> [HOW TO COMPLETE THIS TASK] Whenever a line contains the string "background", copy it out of the entries.

> [Dataset items]
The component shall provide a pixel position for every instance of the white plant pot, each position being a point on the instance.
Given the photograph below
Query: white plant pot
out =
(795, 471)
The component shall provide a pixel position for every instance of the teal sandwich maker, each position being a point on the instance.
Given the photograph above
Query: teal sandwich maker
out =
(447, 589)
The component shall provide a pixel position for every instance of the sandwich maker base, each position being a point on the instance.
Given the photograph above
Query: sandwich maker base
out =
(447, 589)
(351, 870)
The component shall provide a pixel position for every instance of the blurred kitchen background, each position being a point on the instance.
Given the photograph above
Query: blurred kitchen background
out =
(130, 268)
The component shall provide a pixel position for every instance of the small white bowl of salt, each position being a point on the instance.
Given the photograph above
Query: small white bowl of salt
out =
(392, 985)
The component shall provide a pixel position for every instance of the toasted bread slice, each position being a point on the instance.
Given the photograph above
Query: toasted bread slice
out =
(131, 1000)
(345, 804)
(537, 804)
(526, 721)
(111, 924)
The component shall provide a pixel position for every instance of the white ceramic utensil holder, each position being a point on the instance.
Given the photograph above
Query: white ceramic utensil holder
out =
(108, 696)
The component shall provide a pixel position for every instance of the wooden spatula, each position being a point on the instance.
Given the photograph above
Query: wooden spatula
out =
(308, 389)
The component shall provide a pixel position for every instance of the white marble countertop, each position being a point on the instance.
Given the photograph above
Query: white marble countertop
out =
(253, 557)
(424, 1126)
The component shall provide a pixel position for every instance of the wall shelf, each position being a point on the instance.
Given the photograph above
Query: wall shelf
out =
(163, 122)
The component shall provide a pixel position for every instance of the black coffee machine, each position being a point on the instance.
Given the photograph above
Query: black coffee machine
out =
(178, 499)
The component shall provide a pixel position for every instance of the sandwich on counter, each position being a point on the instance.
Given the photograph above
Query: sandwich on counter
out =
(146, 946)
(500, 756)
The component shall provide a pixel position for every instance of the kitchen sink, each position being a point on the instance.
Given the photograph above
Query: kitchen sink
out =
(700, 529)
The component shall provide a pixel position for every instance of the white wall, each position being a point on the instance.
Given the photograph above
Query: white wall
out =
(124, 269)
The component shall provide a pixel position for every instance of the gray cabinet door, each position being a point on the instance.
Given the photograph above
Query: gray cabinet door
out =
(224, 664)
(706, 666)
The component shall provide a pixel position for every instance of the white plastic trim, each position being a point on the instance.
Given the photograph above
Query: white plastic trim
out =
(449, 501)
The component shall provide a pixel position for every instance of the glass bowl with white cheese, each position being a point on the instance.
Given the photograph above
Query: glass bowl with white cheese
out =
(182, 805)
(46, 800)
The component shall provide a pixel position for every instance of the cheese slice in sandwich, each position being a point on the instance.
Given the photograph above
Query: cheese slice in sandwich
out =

> [OUTPUT OF THE EXERCISE]
The component shall provide a pixel position for every instance of the blurred kitchen background, each position being a point on the instance.
Query: blurred kitchen background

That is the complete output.